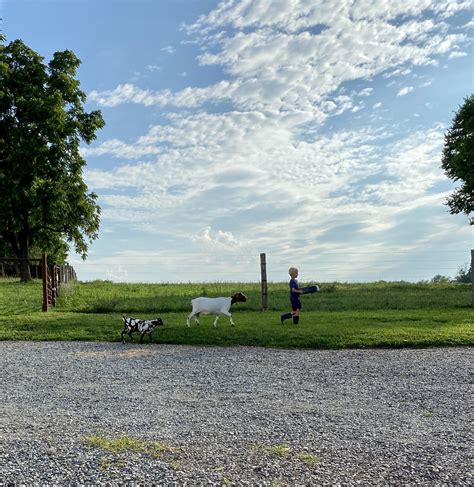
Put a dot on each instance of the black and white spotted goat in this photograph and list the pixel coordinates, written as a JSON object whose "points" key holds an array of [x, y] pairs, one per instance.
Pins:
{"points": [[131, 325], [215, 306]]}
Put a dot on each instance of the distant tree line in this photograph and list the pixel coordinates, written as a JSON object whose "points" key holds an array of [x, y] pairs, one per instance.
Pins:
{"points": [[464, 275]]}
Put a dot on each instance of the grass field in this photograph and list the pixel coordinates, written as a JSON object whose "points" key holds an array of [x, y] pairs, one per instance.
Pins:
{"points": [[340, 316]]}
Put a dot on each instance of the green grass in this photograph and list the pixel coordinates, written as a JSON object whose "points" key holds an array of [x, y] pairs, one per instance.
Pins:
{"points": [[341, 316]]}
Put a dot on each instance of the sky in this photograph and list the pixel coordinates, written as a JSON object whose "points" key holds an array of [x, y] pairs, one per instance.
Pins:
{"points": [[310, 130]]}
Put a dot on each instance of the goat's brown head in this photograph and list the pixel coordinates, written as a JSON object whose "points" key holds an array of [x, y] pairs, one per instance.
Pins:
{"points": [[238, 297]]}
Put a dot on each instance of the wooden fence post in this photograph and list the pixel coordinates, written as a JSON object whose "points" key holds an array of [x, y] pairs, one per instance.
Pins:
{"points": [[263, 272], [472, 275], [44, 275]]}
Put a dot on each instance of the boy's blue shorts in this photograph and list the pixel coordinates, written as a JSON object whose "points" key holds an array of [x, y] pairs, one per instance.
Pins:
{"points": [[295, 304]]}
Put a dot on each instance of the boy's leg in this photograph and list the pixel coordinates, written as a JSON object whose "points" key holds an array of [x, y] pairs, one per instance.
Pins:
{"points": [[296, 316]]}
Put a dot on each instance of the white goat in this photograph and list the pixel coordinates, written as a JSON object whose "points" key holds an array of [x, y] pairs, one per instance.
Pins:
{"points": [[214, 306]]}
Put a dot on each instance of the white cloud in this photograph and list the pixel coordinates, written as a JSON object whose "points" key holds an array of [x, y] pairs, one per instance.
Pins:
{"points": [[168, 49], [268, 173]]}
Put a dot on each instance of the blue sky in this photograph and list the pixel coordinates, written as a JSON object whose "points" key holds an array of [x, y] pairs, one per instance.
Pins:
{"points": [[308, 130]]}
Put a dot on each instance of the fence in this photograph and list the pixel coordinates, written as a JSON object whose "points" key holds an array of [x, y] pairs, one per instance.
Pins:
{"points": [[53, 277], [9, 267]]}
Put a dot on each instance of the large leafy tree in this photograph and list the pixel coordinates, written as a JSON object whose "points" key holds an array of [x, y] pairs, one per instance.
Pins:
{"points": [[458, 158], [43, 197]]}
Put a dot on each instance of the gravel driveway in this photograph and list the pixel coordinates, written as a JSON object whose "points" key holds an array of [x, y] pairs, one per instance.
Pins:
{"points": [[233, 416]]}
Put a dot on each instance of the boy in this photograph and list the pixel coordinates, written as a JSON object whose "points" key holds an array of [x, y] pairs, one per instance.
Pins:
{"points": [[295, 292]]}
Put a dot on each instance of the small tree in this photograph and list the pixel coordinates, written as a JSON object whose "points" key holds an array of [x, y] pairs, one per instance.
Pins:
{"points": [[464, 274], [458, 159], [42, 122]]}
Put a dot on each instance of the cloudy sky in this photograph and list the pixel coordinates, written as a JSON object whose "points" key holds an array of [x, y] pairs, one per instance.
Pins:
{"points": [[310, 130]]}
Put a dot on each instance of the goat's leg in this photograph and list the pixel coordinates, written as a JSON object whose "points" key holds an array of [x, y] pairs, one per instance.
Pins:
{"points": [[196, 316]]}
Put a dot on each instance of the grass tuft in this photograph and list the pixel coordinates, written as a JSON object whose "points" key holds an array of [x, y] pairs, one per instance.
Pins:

=== WORK REQUIRED ===
For this exercise, the answer is the lines from the one containing "Put a dot on each instance of the goat's leg" through the end of the listing above, reproduced exactly.

=== RESPONSE FOR THIS EXERCISE ===
Put a dot on each instance of the goat's leg in this photograph and list the pixel coordinates, written as a JSON object whose "points" key holds an array of [x, y] pairs, one per instance.
Pins:
{"points": [[196, 316]]}
Put a dot on each instance of the grass tuft in this photograph and list the pixel coordinates, written as a JSON object whose "points" key holds an array of [x, y] pairs, one per instance.
Pins:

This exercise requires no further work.